--- START ---

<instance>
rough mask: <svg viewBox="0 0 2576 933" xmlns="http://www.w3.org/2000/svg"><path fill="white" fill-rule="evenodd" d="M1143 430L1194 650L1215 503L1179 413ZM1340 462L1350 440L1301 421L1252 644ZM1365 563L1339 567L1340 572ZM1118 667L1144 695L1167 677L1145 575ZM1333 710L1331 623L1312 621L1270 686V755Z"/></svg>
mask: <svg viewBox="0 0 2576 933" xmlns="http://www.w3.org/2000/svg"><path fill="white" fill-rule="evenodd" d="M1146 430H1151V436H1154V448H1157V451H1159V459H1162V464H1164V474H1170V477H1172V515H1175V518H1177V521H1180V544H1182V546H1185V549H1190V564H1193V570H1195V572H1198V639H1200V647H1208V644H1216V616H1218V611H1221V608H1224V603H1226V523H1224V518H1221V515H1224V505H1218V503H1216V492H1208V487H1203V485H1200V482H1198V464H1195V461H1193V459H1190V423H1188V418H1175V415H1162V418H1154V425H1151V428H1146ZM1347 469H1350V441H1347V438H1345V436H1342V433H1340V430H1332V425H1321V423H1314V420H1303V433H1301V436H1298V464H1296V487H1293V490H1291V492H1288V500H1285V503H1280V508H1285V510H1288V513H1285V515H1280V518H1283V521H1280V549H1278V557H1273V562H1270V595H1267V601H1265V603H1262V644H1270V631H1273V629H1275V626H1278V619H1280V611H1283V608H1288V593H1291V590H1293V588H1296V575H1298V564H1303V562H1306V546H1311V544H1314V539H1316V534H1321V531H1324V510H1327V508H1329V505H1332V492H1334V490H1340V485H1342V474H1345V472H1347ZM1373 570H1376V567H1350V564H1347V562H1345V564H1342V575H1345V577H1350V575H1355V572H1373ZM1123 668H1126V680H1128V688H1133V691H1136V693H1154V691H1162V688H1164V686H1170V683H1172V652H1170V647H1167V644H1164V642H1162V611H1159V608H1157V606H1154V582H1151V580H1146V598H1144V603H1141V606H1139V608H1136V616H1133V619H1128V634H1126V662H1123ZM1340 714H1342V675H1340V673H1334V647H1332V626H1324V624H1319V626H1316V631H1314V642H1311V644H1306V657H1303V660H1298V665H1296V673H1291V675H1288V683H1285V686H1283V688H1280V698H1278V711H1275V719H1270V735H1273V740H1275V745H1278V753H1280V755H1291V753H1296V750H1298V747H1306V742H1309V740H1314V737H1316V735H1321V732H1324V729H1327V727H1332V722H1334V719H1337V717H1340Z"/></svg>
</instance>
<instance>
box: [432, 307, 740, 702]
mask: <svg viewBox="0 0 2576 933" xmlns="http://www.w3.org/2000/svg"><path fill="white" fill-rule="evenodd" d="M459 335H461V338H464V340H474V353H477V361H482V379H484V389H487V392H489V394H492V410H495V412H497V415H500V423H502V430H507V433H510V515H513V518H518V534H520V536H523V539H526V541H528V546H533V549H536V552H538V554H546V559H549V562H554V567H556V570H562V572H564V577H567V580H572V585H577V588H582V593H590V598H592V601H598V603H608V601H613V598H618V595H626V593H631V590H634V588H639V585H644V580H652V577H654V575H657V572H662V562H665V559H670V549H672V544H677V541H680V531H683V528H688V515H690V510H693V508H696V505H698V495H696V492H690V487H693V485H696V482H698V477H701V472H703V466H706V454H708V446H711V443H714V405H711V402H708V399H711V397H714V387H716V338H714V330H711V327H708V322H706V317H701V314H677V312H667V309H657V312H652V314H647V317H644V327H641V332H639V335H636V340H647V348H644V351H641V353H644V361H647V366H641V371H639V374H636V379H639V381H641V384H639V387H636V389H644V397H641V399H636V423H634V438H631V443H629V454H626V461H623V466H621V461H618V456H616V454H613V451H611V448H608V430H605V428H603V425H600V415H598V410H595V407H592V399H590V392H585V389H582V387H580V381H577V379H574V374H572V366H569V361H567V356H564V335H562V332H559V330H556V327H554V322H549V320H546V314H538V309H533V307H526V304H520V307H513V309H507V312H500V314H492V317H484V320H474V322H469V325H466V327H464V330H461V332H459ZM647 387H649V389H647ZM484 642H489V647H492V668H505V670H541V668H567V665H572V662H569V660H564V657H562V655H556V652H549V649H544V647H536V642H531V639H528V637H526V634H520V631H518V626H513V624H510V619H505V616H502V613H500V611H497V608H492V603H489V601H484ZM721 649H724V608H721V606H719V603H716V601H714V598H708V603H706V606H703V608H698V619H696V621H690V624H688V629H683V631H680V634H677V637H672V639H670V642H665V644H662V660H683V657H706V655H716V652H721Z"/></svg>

--- END ---

What you will do:
Every line above should be duplicated exactly as it stands.

Written answer:
<instance>
rough mask: <svg viewBox="0 0 2576 933" xmlns="http://www.w3.org/2000/svg"><path fill="white" fill-rule="evenodd" d="M1143 430L1194 650L1215 503L1179 413ZM1340 462L1350 440L1301 421L1252 644ZM1365 563L1339 567L1340 572ZM1118 667L1144 695L1167 677L1145 575ZM1333 710L1331 623L1312 621L1270 686V755Z"/></svg>
mask: <svg viewBox="0 0 2576 933" xmlns="http://www.w3.org/2000/svg"><path fill="white" fill-rule="evenodd" d="M1146 430H1151V436H1154V448H1157V451H1159V459H1162V464H1164V474H1170V477H1172V515H1175V518H1177V521H1180V544H1182V546H1185V549H1190V564H1193V570H1195V572H1198V639H1200V647H1208V644H1216V616H1218V611H1221V608H1224V603H1226V523H1224V518H1221V515H1224V505H1218V503H1216V492H1208V487H1203V485H1200V482H1198V464H1195V461H1193V459H1190V423H1188V418H1175V415H1162V418H1154V425H1151V428H1146ZM1347 469H1350V441H1347V438H1345V436H1342V433H1340V430H1332V425H1321V423H1314V420H1303V433H1301V436H1298V464H1296V487H1293V490H1291V492H1288V500H1285V503H1280V508H1285V510H1288V513H1285V515H1280V518H1283V521H1280V549H1278V557H1273V562H1270V595H1267V601H1265V603H1262V644H1270V631H1273V629H1275V626H1278V619H1280V611H1283V608H1288V593H1291V590H1293V588H1296V575H1298V564H1303V562H1306V546H1311V544H1314V539H1316V534H1321V531H1324V510H1327V508H1329V505H1332V492H1334V490H1340V485H1342V474H1345V472H1347ZM1373 570H1376V567H1350V564H1347V562H1345V564H1342V575H1345V577H1350V575H1355V572H1373ZM1123 668H1126V680H1128V688H1133V691H1136V693H1154V691H1162V688H1164V686H1170V683H1172V652H1170V647H1167V644H1164V642H1162V611H1159V608H1157V606H1154V582H1151V580H1146V598H1144V603H1141V606H1139V608H1136V616H1133V619H1128V634H1126V662H1123ZM1340 714H1342V675H1340V673H1334V647H1332V626H1324V624H1319V626H1316V631H1314V642H1311V644H1306V657H1303V660H1298V665H1296V673H1291V675H1288V683H1285V686H1283V688H1280V698H1278V711H1275V719H1270V735H1273V740H1275V745H1278V753H1280V755H1291V753H1296V750H1298V747H1306V742H1309V740H1314V737H1316V735H1321V732H1324V729H1327V727H1332V722H1334V719H1337V717H1340Z"/></svg>
</instance>
<instance>
box: [432, 307, 740, 702]
mask: <svg viewBox="0 0 2576 933" xmlns="http://www.w3.org/2000/svg"><path fill="white" fill-rule="evenodd" d="M459 335H461V338H464V340H474V353H477V361H482V379H484V389H487V392H489V394H492V410H495V412H497V415H500V423H502V430H507V433H510V515H513V518H518V534H520V536H523V539H526V541H528V546H533V549H536V552H538V554H546V559H549V562H554V567H556V570H562V572H564V577H567V580H572V585H577V588H582V593H590V598H592V601H598V603H608V601H613V598H618V595H626V593H631V590H634V588H639V585H644V580H652V577H654V575H657V572H662V562H665V559H670V549H672V544H677V541H680V531H683V528H688V515H690V510H693V508H696V505H698V495H696V492H690V487H693V485H696V482H698V477H701V472H703V466H706V454H708V446H711V443H714V405H711V402H708V399H711V397H714V387H716V338H714V330H711V327H708V322H706V317H701V314H677V312H667V309H657V312H652V314H647V317H644V327H641V332H639V335H636V340H647V348H644V351H641V353H644V361H647V366H641V371H639V374H636V379H639V381H641V384H639V387H636V389H644V397H641V399H636V423H634V438H631V443H629V454H626V461H623V466H621V461H618V456H616V454H613V451H611V448H608V430H605V428H603V425H600V415H598V410H595V407H592V399H590V392H585V389H582V387H580V381H577V379H574V374H572V366H569V361H567V356H564V335H562V332H559V330H556V327H554V322H549V320H546V314H538V309H533V307H526V304H520V307H513V309H507V312H500V314H492V317H484V320H474V322H469V325H466V327H464V330H461V332H459ZM647 387H649V389H647ZM484 642H489V647H492V668H505V670H541V668H567V665H572V662H569V660H564V657H562V655H556V652H549V649H544V647H536V642H531V639H528V637H526V634H520V631H518V626H513V624H510V619H505V616H502V613H500V611H497V608H492V603H489V601H484ZM721 649H724V608H721V606H719V603H716V601H714V598H708V603H706V606H703V608H698V619H696V621H690V624H688V629H683V631H680V634H677V637H672V639H670V642H665V644H662V660H683V657H706V655H716V652H721Z"/></svg>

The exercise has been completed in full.